Stored data entries
━━━━━━

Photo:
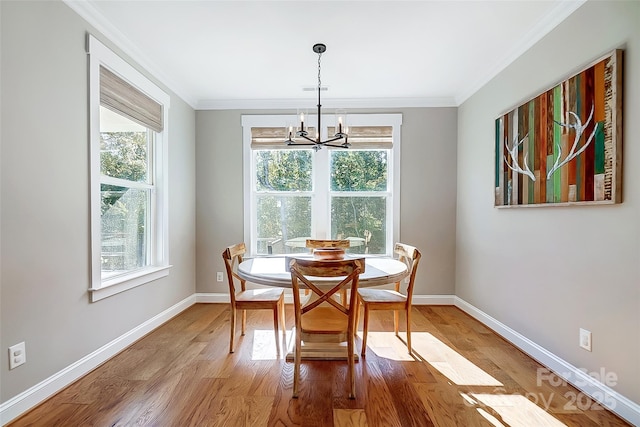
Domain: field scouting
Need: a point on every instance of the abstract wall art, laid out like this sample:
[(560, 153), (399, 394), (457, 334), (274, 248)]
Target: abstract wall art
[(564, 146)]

━━━━━━

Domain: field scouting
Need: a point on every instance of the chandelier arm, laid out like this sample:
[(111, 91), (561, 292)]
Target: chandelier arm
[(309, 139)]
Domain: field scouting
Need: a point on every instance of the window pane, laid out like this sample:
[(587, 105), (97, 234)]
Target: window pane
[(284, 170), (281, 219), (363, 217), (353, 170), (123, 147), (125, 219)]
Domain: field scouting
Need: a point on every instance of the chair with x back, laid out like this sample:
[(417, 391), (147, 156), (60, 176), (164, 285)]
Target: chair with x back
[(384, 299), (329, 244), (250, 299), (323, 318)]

━━━━━━

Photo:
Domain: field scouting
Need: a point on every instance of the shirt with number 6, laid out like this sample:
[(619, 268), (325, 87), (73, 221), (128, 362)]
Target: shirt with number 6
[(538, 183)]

━━━━━━

THE PROBLEM ▸ Which lines in the material contain the string "with"? List each of those lines in full, treating uppercase and lowercase as different.

WRITTEN RESPONSE ▸
Need: a point on every instance of the chair with x back, laid out like this sample:
Target: chair with x back
Need: a point on every instance of the shirt with number 6, laid out like this sample:
Target: shirt with number 6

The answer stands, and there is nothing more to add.